原文摘录 -
-- -- --

問:「『天地設位,而易行乎其中』;『乾坤成列而易立乎其中』。如『易行乎其中』,此固易曉。至如『易立乎其中』,豈非乾坤既成列之後,道體始有所寓而形見?其立也,有似『如有所立卓爾』之『立』乎?」曰:「大抵易之言乾坤者,多以卦言。『易立乎其中』,只是乾坤之卦既成,而易立矣。況所謂『如有所立卓爾』,亦只是不可及之意。後世之論多是說得太高,不必如此說。」蓋卿。

「乾坤毀」,此乾坤只言卦。方。

「乾坤毀則無以見易。」易只是陰陽卦畫,沒這幾箇卦畫,憑箇甚寫出那陰陽造化?何處更得易來?這只是反覆說「易不可見,則乾坤或幾乎息」。只是說揲蓍求卦,更推不去,說做造化之理息也得。不若前說較平。淵。

「易不可見則乾坤或幾乎息矣!」易,體也;乾坤健順,用也。方。

-- -- --

题目 1 -
把原文摘录中的“易,體也;乾坤健順,用也。”这句话译成英文。

练习条目 -
-- -- --

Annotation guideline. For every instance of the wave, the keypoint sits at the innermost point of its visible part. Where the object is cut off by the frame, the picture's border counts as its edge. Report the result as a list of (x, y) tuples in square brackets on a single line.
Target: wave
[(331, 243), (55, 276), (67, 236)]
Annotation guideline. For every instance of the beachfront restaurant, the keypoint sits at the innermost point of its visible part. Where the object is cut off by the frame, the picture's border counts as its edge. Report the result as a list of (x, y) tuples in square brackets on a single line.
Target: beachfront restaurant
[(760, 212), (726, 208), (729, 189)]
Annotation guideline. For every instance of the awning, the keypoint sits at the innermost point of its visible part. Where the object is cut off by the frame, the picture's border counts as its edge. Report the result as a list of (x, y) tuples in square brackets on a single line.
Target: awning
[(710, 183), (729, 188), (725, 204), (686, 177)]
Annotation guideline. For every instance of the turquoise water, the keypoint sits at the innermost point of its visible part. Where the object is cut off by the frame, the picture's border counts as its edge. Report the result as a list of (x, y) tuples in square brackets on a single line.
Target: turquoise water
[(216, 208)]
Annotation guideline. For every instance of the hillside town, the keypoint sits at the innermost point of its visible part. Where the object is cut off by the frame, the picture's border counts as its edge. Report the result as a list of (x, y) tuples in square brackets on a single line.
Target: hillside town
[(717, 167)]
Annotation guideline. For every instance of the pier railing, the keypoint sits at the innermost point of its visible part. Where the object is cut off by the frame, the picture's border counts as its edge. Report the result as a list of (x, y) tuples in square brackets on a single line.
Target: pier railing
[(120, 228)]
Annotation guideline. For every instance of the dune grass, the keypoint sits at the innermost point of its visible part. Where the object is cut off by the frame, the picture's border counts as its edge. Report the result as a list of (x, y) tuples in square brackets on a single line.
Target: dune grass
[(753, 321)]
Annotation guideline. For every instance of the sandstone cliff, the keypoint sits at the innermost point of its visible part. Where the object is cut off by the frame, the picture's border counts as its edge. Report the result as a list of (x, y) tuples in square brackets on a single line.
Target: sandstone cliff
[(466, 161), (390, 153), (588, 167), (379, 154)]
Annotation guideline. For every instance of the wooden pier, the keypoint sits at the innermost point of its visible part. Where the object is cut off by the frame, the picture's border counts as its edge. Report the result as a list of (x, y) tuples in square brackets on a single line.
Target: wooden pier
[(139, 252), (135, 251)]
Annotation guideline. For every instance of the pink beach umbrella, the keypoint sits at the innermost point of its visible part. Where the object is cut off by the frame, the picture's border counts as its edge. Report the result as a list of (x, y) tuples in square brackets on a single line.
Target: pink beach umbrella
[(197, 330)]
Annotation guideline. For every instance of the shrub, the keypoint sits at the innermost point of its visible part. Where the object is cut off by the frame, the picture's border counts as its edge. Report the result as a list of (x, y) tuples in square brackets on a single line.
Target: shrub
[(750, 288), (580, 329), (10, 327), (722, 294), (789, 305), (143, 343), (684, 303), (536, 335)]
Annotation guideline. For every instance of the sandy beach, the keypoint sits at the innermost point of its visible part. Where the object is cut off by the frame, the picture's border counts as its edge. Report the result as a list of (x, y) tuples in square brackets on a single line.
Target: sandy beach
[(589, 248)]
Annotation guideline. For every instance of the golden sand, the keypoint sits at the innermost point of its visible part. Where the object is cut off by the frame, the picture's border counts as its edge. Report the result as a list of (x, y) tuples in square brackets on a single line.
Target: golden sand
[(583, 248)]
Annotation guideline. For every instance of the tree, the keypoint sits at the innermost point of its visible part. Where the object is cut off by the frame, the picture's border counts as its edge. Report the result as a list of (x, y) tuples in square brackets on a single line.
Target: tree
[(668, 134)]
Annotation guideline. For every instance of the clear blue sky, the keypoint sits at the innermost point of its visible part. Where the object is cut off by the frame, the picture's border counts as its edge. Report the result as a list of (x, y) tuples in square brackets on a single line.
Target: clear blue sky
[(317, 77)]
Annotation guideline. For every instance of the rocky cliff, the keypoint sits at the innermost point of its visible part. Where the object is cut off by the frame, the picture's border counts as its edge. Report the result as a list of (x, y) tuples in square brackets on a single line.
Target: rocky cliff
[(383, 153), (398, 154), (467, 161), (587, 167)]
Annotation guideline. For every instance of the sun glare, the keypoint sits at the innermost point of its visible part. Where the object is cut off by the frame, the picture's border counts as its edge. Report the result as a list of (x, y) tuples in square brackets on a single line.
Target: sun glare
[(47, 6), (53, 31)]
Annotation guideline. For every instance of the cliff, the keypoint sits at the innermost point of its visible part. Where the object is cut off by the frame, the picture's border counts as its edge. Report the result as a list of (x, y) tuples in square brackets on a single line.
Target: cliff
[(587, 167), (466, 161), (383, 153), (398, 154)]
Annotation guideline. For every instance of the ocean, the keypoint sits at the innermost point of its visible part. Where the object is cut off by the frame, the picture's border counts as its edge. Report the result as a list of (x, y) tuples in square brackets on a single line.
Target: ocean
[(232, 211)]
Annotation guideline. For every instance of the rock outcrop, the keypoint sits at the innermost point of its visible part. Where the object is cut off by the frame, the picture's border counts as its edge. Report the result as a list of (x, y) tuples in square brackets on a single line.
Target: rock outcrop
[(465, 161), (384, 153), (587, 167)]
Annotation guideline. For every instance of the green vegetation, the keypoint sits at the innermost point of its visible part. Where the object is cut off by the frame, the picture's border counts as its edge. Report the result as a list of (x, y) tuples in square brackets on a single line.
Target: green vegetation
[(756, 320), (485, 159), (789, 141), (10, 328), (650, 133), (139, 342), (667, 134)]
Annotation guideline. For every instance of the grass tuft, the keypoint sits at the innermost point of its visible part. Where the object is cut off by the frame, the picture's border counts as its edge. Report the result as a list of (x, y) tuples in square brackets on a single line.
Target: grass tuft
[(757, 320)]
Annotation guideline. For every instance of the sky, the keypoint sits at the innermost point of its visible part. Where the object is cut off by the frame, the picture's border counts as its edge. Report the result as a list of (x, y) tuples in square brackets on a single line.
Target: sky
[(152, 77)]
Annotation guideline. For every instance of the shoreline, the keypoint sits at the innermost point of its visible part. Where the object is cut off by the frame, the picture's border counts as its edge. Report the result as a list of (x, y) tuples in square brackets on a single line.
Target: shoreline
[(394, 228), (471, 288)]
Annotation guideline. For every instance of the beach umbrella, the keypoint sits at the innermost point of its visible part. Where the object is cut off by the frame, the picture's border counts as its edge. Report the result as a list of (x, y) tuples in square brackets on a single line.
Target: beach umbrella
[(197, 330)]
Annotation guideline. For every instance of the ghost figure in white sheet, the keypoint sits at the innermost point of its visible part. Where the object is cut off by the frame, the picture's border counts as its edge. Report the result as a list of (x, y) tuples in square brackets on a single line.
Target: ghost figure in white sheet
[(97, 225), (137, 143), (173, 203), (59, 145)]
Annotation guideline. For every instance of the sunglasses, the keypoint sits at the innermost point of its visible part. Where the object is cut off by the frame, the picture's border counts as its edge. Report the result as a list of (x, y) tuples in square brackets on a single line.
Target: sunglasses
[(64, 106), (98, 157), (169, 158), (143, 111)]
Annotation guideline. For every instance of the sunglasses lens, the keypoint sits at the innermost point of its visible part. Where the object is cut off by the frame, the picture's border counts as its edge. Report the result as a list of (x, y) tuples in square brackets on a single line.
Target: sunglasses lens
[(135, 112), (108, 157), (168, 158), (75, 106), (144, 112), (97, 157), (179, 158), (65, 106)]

-- -- --

题目 2 -
在条目中,从包含“Annotation guideline. For every instance of the wooden”的那一行起,一直到包含“[(139, 252), (135, 251)]”的那一行为止,将这几行原样抄写出来,首尾两行都要包括。

最终答案 1 -
Change is the substance; the strength of Qian and the yielding of Kun are the function.

最终答案 2 -
Annotation guideline. For every instance of the wooden pier, the keypoint sits at the innermost point of its visible part. Where the object is cut off by the frame, the picture's border counts as its edge. Report the result as a list of (x, y) tuples in square brackets on a single line.
Target: wooden pier
[(139, 252), (135, 251)]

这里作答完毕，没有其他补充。